EXERCISE DIRECTIONS →
Without the pictures, copy the entries below word for word.

DATASET RECORDS →
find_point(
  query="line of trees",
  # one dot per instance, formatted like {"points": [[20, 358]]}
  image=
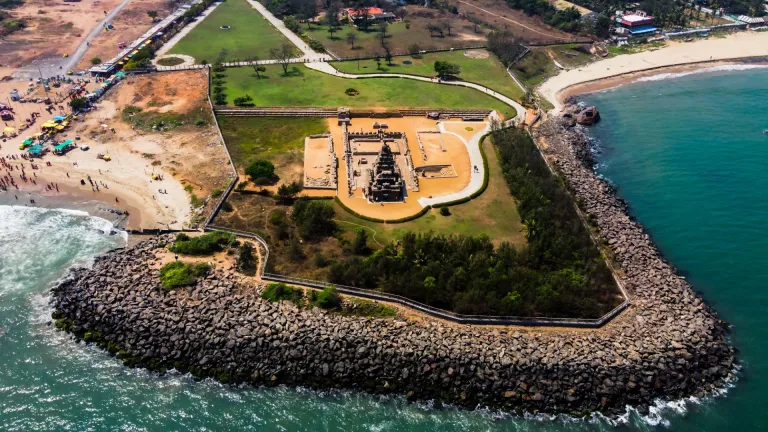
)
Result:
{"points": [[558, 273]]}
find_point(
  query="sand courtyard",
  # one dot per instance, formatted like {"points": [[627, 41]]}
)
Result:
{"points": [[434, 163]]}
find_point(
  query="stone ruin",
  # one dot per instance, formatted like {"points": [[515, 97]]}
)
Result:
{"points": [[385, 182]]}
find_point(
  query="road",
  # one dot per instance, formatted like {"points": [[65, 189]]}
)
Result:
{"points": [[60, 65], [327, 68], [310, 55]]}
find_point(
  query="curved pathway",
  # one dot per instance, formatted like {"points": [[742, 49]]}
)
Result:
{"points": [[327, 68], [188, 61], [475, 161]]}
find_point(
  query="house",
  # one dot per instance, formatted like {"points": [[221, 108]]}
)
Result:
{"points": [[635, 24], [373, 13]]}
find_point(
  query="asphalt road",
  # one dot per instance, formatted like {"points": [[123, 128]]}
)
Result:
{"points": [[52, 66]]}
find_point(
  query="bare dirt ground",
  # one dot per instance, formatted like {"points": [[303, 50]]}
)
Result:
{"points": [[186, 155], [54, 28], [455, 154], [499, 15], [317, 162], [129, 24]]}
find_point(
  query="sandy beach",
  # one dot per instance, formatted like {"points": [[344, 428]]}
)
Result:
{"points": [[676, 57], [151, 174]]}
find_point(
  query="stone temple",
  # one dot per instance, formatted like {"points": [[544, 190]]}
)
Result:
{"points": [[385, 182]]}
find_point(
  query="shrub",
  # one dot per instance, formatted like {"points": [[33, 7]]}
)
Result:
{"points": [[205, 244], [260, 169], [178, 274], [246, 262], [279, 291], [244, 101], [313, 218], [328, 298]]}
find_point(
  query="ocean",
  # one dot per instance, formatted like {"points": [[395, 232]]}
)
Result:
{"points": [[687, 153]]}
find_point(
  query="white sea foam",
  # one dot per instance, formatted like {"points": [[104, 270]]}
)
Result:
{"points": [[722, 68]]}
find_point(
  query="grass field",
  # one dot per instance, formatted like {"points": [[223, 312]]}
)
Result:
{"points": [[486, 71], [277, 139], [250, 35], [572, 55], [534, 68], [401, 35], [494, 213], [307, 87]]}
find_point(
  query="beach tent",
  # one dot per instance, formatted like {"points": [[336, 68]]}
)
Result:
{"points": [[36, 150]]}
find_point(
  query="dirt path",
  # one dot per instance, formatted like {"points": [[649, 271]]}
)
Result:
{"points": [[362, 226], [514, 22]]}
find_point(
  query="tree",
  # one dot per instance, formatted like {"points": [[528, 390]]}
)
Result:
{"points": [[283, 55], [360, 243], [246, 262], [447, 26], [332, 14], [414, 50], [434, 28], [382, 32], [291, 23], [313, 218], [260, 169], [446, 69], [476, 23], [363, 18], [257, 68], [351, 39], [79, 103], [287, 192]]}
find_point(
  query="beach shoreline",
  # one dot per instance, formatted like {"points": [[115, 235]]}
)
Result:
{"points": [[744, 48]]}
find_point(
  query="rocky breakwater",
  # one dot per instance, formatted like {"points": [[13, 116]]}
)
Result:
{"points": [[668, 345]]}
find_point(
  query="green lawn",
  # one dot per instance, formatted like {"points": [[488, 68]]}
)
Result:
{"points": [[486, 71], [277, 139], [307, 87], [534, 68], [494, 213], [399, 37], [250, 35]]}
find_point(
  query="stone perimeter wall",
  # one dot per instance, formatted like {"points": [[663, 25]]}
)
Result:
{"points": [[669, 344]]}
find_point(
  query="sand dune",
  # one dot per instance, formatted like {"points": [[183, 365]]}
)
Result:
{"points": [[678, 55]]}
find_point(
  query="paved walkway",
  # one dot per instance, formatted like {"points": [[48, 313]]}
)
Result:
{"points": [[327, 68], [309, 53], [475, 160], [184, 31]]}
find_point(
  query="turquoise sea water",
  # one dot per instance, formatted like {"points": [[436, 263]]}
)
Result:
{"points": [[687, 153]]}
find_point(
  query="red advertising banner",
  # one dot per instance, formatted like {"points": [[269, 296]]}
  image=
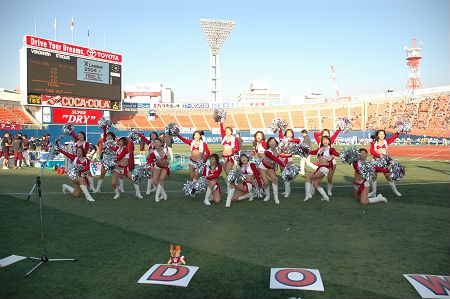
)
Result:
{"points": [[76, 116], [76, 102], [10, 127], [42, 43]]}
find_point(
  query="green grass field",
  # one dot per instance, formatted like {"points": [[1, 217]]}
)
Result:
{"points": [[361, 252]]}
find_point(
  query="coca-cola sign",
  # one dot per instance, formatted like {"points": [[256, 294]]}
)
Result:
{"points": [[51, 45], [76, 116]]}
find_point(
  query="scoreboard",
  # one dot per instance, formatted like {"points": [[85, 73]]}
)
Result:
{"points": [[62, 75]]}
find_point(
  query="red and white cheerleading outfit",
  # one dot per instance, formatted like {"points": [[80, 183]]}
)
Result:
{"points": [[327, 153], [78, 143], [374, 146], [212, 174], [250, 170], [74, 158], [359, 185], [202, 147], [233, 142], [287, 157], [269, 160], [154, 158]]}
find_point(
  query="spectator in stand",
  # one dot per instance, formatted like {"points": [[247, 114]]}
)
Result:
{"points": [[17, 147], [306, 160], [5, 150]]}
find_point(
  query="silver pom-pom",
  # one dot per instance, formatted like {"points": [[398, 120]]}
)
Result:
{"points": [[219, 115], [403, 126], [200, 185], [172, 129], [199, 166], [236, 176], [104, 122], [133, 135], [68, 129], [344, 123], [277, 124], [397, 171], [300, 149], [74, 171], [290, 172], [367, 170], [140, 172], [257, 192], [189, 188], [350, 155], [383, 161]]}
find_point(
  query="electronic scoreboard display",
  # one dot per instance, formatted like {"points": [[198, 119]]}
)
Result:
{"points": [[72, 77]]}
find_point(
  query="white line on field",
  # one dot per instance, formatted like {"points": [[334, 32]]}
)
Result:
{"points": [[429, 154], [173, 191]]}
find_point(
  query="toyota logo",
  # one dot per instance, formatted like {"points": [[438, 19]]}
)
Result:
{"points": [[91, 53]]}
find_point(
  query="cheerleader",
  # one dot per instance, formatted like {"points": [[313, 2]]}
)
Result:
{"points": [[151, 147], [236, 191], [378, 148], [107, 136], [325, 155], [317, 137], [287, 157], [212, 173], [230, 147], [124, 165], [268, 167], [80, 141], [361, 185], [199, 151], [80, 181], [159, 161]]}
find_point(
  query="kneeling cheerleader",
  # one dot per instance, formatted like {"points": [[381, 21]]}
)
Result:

SOLUTION TO THIS TASK →
find_point(
  query="line of trees",
  # one dot per instance, formatted like {"points": [[20, 358]]}
  image=
)
Result:
{"points": [[558, 273]]}
find_point(
  query="sand courtyard",
  # one dot per instance, formatted like {"points": [[627, 41]]}
)
Result:
{"points": [[434, 163]]}
find_point(
  query="stone ruin",
  # one dot per instance, formatted like {"points": [[515, 97]]}
)
Result:
{"points": [[385, 182]]}
find_point(
  query="road",
  # one dot per instance, formatted like {"points": [[65, 189]]}
)
Result:
{"points": [[60, 65], [327, 68], [310, 55]]}
find_point(
  query="curved pathway",
  # one dot per instance, formatted like {"points": [[742, 49]]}
)
Result:
{"points": [[327, 68], [188, 61], [475, 161]]}
find_point(
  query="house",
  # one dot per instance, formatted like {"points": [[221, 108]]}
)
Result:
{"points": [[635, 24], [373, 13]]}
find_point(
  query="asphalt road",
  # one dot per instance, formatted like {"points": [[123, 128]]}
)
Result:
{"points": [[52, 66]]}
find_point(
  query="bare dirt ground",
  # one dot per instance, formatted like {"points": [[303, 50]]}
)
Result:
{"points": [[186, 155], [54, 28], [455, 154], [499, 15], [317, 162], [129, 24]]}
find_point(
  query="sandy beach",
  # one dot per instance, formatted like {"points": [[344, 428]]}
)
Result:
{"points": [[676, 57], [151, 174]]}
find_point(
  query="stone temple",
  # one dot per instance, formatted like {"points": [[544, 190]]}
)
Result:
{"points": [[385, 182]]}
find_point(
  query="shrub",
  # one dot per instance, formatted like {"points": [[33, 7]]}
)
Result:
{"points": [[205, 244], [260, 169], [178, 274], [246, 262], [279, 291], [244, 101], [313, 218], [328, 298]]}
find_point(
  query="ocean",
  # one dot per instance, formatted like {"points": [[395, 232]]}
)
Result:
{"points": [[687, 153]]}
find_point(
  query="white sea foam",
  # one dot per instance, formatted like {"points": [[104, 270]]}
)
Result:
{"points": [[722, 68]]}
find_point(
  query="grass field",
  # one dot per instance, formatted like {"points": [[223, 312]]}
)
Result:
{"points": [[486, 71], [277, 139], [250, 35], [572, 55], [534, 68], [401, 35], [494, 213], [307, 87]]}
find_point(
  query="beach tent",
  # one dot per instance, formatted like {"points": [[336, 68]]}
)
Result:
{"points": [[36, 150]]}
find_point(
  query="dirt path",
  # one dot per instance, formatted like {"points": [[649, 271]]}
)
Result:
{"points": [[362, 226], [514, 22]]}
find_point(
  query="tree",
  # one dot per instance, formatted like {"points": [[528, 390]]}
)
Result:
{"points": [[283, 55], [360, 243], [246, 262], [447, 26], [332, 14], [414, 50], [434, 28], [382, 32], [291, 23], [313, 218], [260, 169], [446, 69], [476, 23], [363, 18], [257, 68], [351, 39], [79, 103], [287, 192]]}
find_point(
  query="beach shoreline",
  # one dot per instance, formatted like {"points": [[115, 235]]}
)
Result:
{"points": [[744, 48]]}
find_point(
  query="rocky breakwater",
  # one dot per instance, formatted like {"points": [[13, 116]]}
)
Result:
{"points": [[668, 345]]}
find_point(
  query="green lawn",
  # one dot per instance, formatted like {"points": [[488, 68]]}
)
Result:
{"points": [[486, 71], [277, 139], [307, 87], [534, 68], [494, 213], [399, 37], [250, 35]]}
find_point(
  query="stone perimeter wall",
  # one dot per instance, formatted like {"points": [[663, 25]]}
)
Result:
{"points": [[669, 344]]}
find_point(
  query="sand dune",
  # one dot per instance, formatted like {"points": [[183, 365]]}
)
Result:
{"points": [[678, 55]]}
find_point(
  query="paved walkway",
  # one dot per instance, formatted like {"points": [[48, 313]]}
)
Result:
{"points": [[327, 68], [309, 53], [475, 160], [184, 31]]}
find_point(
  query="turquoise sea water",
  # one dot per instance, formatted like {"points": [[436, 263]]}
)
Result:
{"points": [[687, 153]]}
find_point(
  query="red advertising banner",
  # one dot per instance, formatted like {"points": [[269, 296]]}
  image=
)
Result:
{"points": [[76, 116], [76, 102], [10, 127], [42, 43]]}
find_point(
  query="green grass field",
  # one dot per instance, formatted like {"points": [[1, 217]]}
)
Result:
{"points": [[361, 252]]}
find_point(
  query="coca-cola sign",
  # one dot per instance, formatted like {"points": [[256, 294]]}
)
Result:
{"points": [[51, 45], [76, 116]]}
find_point(
  query="scoreboard",
  # one dot per instance, formatted like {"points": [[85, 73]]}
)
Result:
{"points": [[62, 75]]}
find_point(
  query="red and white cheerleading outfit",
  # one dot per instance, formatted like {"points": [[80, 183]]}
)
Result:
{"points": [[327, 153], [78, 143], [374, 146], [212, 174], [250, 170], [74, 158], [359, 185], [202, 147], [233, 142], [287, 157], [269, 160], [154, 158]]}
find_point(
  query="spectator in stand",
  # one dot per instance, formatted like {"points": [[247, 114]]}
)
Result:
{"points": [[17, 147], [306, 160], [5, 150]]}
find_point(
  query="silver pom-pom",
  # one dot per instance, formatted like {"points": [[398, 120]]}
)
Result:
{"points": [[219, 115], [403, 126], [200, 185], [172, 129], [199, 166], [236, 176], [104, 122], [133, 135], [68, 129], [344, 123], [277, 124], [397, 171], [300, 149], [74, 171], [290, 172], [367, 170], [140, 172], [257, 192], [189, 188], [350, 155], [383, 161]]}
find_point(
  query="electronic scoreboard display",
  # one dot per instance, formatted like {"points": [[198, 119]]}
)
Result:
{"points": [[72, 77]]}
find_point(
  query="white line on field",
  # one dot per instance, formatted like {"points": [[334, 32]]}
)
Result:
{"points": [[429, 154], [173, 191]]}
find_point(
  query="toyota logo",
  # one dot per instance, formatted like {"points": [[438, 19]]}
)
Result:
{"points": [[91, 53]]}
find_point(
  query="cheerleader",
  # one dot per instance, formatted like {"points": [[313, 2]]}
)
Result:
{"points": [[151, 147], [236, 191], [378, 148], [107, 136], [325, 155], [317, 137], [287, 157], [212, 173], [230, 147], [124, 165], [268, 167], [80, 141], [361, 185], [199, 151], [80, 181], [159, 161]]}
find_point(
  query="kneeling cheerleader",
  # one dot per instance, formatted like {"points": [[381, 21]]}
)
Result:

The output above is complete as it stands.